** begin **
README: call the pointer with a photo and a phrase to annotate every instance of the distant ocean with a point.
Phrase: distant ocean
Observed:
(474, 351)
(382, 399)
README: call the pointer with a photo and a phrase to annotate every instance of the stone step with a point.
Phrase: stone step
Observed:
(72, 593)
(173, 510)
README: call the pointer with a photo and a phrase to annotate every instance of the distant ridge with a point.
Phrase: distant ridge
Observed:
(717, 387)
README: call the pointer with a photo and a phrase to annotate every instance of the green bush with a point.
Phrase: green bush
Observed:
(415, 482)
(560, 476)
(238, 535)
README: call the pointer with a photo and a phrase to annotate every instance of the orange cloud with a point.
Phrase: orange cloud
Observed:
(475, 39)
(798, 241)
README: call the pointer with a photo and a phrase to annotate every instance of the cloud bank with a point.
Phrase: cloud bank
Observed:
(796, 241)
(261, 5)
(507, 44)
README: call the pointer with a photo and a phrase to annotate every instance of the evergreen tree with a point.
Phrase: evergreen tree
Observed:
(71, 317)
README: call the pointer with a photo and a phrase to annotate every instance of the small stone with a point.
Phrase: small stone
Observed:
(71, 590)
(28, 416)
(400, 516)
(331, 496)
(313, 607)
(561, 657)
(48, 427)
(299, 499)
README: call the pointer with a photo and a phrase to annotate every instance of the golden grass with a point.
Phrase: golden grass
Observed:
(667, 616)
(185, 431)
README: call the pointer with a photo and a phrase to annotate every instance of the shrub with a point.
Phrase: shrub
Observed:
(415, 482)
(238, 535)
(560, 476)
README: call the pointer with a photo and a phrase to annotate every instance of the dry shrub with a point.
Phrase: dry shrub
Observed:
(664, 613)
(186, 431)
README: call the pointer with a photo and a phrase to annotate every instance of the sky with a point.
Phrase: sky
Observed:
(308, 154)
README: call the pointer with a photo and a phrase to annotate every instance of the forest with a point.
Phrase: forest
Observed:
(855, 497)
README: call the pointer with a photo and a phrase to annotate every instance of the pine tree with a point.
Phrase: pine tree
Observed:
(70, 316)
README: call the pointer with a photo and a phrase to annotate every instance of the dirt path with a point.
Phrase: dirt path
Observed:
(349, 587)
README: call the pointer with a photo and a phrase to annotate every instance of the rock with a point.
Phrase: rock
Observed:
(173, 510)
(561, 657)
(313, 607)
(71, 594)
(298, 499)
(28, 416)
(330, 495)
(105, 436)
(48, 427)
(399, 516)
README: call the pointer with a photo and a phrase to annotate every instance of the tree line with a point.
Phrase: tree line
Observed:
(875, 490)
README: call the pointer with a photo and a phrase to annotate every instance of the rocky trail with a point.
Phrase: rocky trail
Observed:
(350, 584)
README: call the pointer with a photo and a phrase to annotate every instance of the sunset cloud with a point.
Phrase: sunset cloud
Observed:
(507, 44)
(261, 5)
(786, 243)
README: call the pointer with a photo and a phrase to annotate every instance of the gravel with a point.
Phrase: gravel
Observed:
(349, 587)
** end **
-- Task statement --
Lay out the entries above as a two-column CSV with the header row request,points. Give one row per entry, with the entry's text in the first field and its answer in the second, each field in double quotes and every line break turned into a space.

-- Result of this task --
request,points
"README: call the pointer with a photo and a phrase to annotate every instance of the distant ocean with a point. Phrase: distant ocean Observed:","(474, 351) (382, 399)"
"README: call the pointer with a photo and a phrase to annotate every instance of the stone step with a point. Phrase: stone step Observed:","(72, 593) (173, 510)"
"README: call the pointer with a photo and a phrase to annotate every instance of the distant ridge with a point. Phrase: distant ridge Observed:","(717, 387)"
"README: call the pointer with a photo and a phrase to annotate every instance of the green bush with a point. Phrase: green bush Observed:","(415, 482) (560, 476) (238, 535)"
"README: call the pointer with a photo and a phrase to annotate every instance of the orange cloud with a point. Phrase: orange cloud Observed:","(475, 39) (798, 241)"
"README: call the pointer with a photo and a phrase to annotate every instance of the cloud bank with a point. Phrase: cloud bank Observed:","(796, 241) (261, 5) (507, 44)"
"README: call the pointer with a photo and a phrase to annotate every instance of the evergreen tree with a point. Phrase: evergreen tree Observed:","(71, 317)"
"README: call the pointer with a photo and a phrase to annotate every instance of the small stone with a point. Phrase: small stone Observed:","(71, 590) (28, 416) (400, 516) (331, 496) (313, 607) (561, 657) (48, 427) (299, 499)"
"README: call the pointer with a photo and a phrase to annotate every instance of the golden grass with a point. Phrase: golden grass Observed:","(667, 616) (185, 431)"
"README: call the pointer with a photo and a phrase to annotate every instance of the shrub with a point. Phrase: shrub Observed:","(415, 482) (238, 535) (560, 476)"
"README: call the pointer with a photo and a phrase to annotate every instance of the dry shrub with a point. Phrase: dry shrub Observed:","(664, 613) (186, 431)"
"README: call the pointer with a photo and a phrase to annotate every instance of the sky with a point. Phrase: sky Observed:","(308, 154)"
"README: call the pointer with a photo and a phrase to annotate every instance of the forest with a point. Phrase: forest Observed:","(855, 497)"
"README: call the pointer with a photo and a phrase to annotate every instance of the pine tree with a point. Phrase: pine tree Observed:","(70, 316)"
"README: call the pointer with a photo and a phrase to annotate every instance of the dirt path with a point. Phrase: dirt path Observed:","(349, 587)"
"README: call the pointer with a photo and a phrase to annotate every instance of the rock with a point. Phrase: rock Observed:","(173, 510) (561, 657) (313, 607) (71, 594) (298, 499) (28, 416) (330, 495) (105, 436) (48, 427) (399, 516)"
"README: call the pointer with a photo and a phrase to annotate every instance of the tree line with a point. Phrase: tree line Observed:","(875, 490)"
"README: call the pointer with a photo and a phrase to annotate every instance of the rocky trail with a point. Phrase: rocky trail Observed:","(350, 584)"
"README: call the pointer with a photo and a phrase to annotate every instance of the sunset cloud with a point. Phrase: sunset cloud Observed:","(507, 44) (261, 5) (786, 243)"
"README: call the pointer with a photo and a phrase to annotate every instance of the gravel with a point. Phrase: gravel Observed:","(349, 587)"